■ Instructions for the task ■
The records below need copying. Match each line exactly.

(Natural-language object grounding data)
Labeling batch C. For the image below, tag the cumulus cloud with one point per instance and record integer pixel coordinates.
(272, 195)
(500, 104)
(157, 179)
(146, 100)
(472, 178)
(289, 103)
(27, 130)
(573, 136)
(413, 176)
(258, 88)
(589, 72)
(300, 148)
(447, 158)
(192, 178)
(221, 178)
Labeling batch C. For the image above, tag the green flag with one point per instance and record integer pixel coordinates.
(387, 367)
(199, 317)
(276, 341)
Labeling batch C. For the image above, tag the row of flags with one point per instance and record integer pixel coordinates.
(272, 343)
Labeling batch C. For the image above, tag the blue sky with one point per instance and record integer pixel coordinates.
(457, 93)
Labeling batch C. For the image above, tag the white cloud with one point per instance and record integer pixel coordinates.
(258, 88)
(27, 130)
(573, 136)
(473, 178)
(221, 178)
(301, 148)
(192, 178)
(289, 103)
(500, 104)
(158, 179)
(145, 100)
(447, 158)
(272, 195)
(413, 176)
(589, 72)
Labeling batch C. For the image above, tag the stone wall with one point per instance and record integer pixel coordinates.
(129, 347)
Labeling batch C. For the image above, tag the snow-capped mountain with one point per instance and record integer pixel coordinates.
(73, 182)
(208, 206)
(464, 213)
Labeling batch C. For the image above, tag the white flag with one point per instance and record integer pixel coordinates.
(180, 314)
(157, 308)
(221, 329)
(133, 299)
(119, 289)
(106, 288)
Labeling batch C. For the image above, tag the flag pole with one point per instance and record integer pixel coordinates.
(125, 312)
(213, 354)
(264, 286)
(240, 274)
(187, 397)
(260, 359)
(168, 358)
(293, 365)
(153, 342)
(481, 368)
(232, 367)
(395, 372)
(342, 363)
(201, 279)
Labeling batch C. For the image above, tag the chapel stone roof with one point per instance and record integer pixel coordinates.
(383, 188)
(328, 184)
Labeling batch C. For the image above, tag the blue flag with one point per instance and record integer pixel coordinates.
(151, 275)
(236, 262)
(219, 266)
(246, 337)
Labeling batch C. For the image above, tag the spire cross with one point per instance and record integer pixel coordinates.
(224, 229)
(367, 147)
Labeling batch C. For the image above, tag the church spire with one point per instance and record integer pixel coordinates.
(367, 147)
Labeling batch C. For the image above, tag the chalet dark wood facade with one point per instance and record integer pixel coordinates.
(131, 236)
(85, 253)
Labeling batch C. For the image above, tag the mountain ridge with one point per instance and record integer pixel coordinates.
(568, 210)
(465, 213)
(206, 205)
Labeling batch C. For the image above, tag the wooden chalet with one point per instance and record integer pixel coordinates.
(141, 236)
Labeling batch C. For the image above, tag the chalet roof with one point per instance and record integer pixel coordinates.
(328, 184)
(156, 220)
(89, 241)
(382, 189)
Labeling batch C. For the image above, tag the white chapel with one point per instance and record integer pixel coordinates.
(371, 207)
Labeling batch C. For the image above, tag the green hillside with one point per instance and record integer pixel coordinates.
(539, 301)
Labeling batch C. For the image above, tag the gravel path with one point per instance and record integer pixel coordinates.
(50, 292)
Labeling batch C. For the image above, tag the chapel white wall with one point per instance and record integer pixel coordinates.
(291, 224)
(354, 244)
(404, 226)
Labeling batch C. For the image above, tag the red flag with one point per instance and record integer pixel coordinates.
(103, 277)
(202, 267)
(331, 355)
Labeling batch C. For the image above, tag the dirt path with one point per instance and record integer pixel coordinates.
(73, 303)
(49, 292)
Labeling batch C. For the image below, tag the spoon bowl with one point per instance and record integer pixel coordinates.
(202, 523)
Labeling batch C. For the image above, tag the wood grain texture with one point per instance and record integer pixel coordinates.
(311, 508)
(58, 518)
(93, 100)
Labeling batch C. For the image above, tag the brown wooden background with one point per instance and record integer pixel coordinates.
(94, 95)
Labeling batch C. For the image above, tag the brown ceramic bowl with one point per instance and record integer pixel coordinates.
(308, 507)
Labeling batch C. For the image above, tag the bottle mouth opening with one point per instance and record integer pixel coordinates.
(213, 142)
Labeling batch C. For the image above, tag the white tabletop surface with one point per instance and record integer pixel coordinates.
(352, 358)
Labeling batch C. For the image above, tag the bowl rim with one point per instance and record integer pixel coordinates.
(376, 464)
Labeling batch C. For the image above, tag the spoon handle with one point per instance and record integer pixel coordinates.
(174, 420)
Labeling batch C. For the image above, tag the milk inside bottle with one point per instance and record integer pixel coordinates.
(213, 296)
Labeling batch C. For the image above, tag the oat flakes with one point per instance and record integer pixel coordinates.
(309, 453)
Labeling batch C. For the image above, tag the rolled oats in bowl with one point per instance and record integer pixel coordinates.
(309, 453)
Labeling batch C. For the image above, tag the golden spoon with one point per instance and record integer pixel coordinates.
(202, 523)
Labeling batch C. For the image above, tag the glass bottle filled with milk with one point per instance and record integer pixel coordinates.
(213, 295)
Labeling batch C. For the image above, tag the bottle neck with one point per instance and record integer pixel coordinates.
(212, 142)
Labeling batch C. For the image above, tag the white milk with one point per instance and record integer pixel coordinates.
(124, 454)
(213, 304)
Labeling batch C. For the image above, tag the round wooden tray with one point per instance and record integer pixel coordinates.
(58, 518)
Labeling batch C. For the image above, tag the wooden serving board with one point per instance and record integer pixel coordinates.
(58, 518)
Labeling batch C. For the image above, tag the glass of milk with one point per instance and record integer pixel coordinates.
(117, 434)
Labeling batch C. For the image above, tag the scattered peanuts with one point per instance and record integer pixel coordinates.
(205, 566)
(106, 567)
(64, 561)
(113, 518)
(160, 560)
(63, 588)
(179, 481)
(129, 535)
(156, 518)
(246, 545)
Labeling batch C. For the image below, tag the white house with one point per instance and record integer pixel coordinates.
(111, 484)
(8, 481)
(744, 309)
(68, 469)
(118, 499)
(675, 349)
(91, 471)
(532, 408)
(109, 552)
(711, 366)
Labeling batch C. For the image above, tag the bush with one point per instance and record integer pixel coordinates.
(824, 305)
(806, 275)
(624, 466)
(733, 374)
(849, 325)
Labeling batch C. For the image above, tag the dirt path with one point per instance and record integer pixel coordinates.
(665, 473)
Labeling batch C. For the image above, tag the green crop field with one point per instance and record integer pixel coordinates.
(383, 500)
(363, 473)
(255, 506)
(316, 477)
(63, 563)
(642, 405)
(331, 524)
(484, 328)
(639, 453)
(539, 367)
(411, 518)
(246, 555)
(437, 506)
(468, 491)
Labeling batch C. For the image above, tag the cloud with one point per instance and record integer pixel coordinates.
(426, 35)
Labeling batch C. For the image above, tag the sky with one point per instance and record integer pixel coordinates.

■ Reply to the exercise ■
Labeling batch C. For the image below, tag the cumulus cloud with one point per instance and record integer pixel coordinates.
(272, 195)
(500, 104)
(157, 179)
(146, 100)
(472, 178)
(289, 103)
(27, 130)
(573, 136)
(413, 176)
(258, 88)
(589, 72)
(300, 148)
(447, 158)
(192, 178)
(221, 178)
Labeling batch C. For the image above, tag the green flag with one point per instance and record integer pixel coordinates.
(387, 367)
(199, 317)
(276, 341)
Labeling batch C. For the image above, tag the row of flags with one point per instance and record integer pixel coordinates.
(272, 343)
Labeling batch C. For the image above, tag the blue sky with one point per instance and record integer pixel coordinates.
(457, 93)
Labeling batch C. For the image above, tag the white cloud with one point per instance and record integer pixel coordinates.
(258, 88)
(27, 130)
(573, 136)
(473, 178)
(221, 178)
(301, 148)
(192, 178)
(289, 103)
(500, 104)
(158, 179)
(145, 100)
(447, 158)
(272, 195)
(413, 176)
(589, 72)
Labeling batch C. For the image above, tag the stone wall with one point per instance and record integer pixel coordinates.
(129, 347)
Labeling batch C. For the image above, tag the snow-capped mountain with one point per instance and record integer pixel coordinates.
(73, 182)
(208, 206)
(464, 213)
Labeling batch C. For the image above, tag the white flag with one point per instance and record integer pixel coordinates.
(180, 314)
(157, 308)
(221, 329)
(133, 299)
(119, 289)
(106, 288)
Labeling batch C. For the image above, tag the flag pole with one point per instance and record integer pixel coordinates.
(125, 312)
(213, 354)
(264, 286)
(240, 274)
(187, 397)
(260, 359)
(168, 358)
(293, 365)
(153, 342)
(481, 368)
(232, 367)
(395, 372)
(342, 363)
(201, 279)
Labeling batch C. For the image above, tag the chapel stone roof with one point per instance and record integer pixel coordinates.
(383, 188)
(328, 184)
Labeling batch C. For the image above, tag the blue flag with one point per instance and record integer pixel coordinates.
(151, 275)
(236, 262)
(219, 266)
(246, 337)
Labeling batch C. For the image above, tag the spire cross with one point per instance and record integer pixel coordinates.
(224, 229)
(367, 147)
Labeling batch C. For the image above, tag the church spire with one point per instance and record integer pixel coordinates.
(367, 147)
Labeling batch C. For the image above, tag the chalet dark wood facade with one point per instance and record integer pixel coordinates.
(131, 236)
(85, 253)
Labeling batch C. For the image above, tag the mountain ridge with one point per instance and record integer pixel coordinates.
(568, 210)
(465, 213)
(206, 205)
Labeling batch C. For the image above, tag the wooden chalet with one point per instance and record integer pixel coordinates.
(141, 236)
Labeling batch C. For the image above, tag the chalet roof with one point per instance and record integer pixel coordinates.
(328, 184)
(156, 220)
(89, 241)
(382, 189)
Labeling batch C. For the image above, tag the white chapel with one point per instance and record integer pixel coordinates.
(371, 207)
Labeling batch C. For the image above, tag the green hillside with one point per instance and record integer pixel coordinates.
(539, 301)
Labeling batch C. For the image above, tag the gravel path with one point per instance and record integer pixel coordinates.
(50, 292)
Labeling batch C. For the image above, tag the chapel white wall with one point per instance and record integer pixel coordinates.
(291, 224)
(354, 244)
(404, 226)
Labeling batch C. For the image above, tag the red flag with one point per instance and record integer pixel coordinates.
(103, 277)
(202, 267)
(331, 355)
Labeling batch C. For the image above, tag the dirt path with one point per instance and record integer pixel coordinates.
(73, 303)
(49, 292)
Labeling batch C. For the image below, tag the spoon bowl with one point per instance and record integer pixel coordinates.
(202, 523)
Labeling batch C. For the image above, tag the wood grain texture with one point per instance and record integer pixel coordinates.
(311, 508)
(58, 518)
(93, 100)
Labeling batch C. For the image above, tag the brown wooden background with one point per instance and record integer pixel coordinates.
(94, 95)
Labeling batch C. For the image above, tag the brown ceramic bowl with one point per instance and record integer pixel coordinates.
(308, 507)
Labeling batch C. For the image above, tag the bottle mouth opening with one point per instance and record integer pixel coordinates.
(213, 142)
Labeling batch C. For the image above, tag the white tabletop surface with one point per instance and record integer pixel coordinates.
(352, 358)
Labeling batch C. For the image above, tag the bowl rim with one point per instance and record integer pixel coordinates.
(376, 464)
Labeling batch C. For the image above, tag the spoon handle with one point per instance and record integer pixel coordinates.
(174, 420)
Labeling batch C. For the image above, tag the milk inside bottle with one point per instance and record integer pixel coordinates.
(213, 296)
Labeling batch C. For the image above, tag the oat flakes with one point per instance and record integer pixel coordinates.
(309, 453)
Labeling batch C. For the image above, tag the rolled oats in bowl with one point per instance and record integer pixel coordinates.
(309, 453)
Labeling batch C. For the image above, tag the golden spoon with one point per instance and record integer pixel coordinates.
(202, 523)
Labeling batch C. For the image above, tag the glass bottle filled with milk with one point per instance and record integer pixel coordinates.
(213, 295)
Labeling batch C. For the image above, tag the bottle neck with one point per instance and record integer pixel coordinates.
(212, 142)
Labeling batch C. For the image above, tag the white milk with one point per instance and record integer pixel coordinates.
(124, 454)
(213, 304)
Labeling batch C. For the image above, tag the round wooden tray with one point per instance and record integer pixel coordinates.
(58, 518)
Labeling batch C. For the image above, tag the wooden serving board with one point per instance and record integer pixel coordinates.
(58, 518)
Labeling batch C. For the image above, tag the glass of milk with one point per instance and record integer pixel coordinates.
(117, 434)
Labeling batch C. For the image above, tag the scattered peanuts with one point per instance and record integer pixel coordinates.
(205, 566)
(106, 567)
(64, 561)
(113, 518)
(160, 560)
(63, 588)
(179, 481)
(129, 535)
(156, 518)
(246, 545)
Labeling batch C. For the image below, tag the white house with one point per instance and record integer pixel coordinates.
(111, 484)
(8, 481)
(744, 309)
(68, 469)
(118, 499)
(675, 349)
(91, 471)
(532, 408)
(109, 552)
(711, 366)
Labeling batch C. For the image above, tag the bush with one point per instance and record integer pixel coordinates.
(824, 305)
(806, 275)
(624, 466)
(733, 374)
(849, 325)
Labeling batch C. For the image above, tag the dirt path with one point per instance and record integer pixel coordinates.
(665, 473)
Labeling batch C. For the image above, tag the green crop field with one point per instance and record integer pixel coordinates.
(383, 500)
(363, 473)
(255, 506)
(316, 477)
(63, 563)
(642, 405)
(331, 524)
(484, 328)
(639, 453)
(539, 367)
(411, 518)
(246, 555)
(437, 506)
(468, 491)
Labeling batch C. For the image above, tag the cloud with one point per instance and record integer pixel coordinates.
(426, 35)
Labeling batch C. For the image above, tag the sky with one point per instance and record integer pixel coordinates.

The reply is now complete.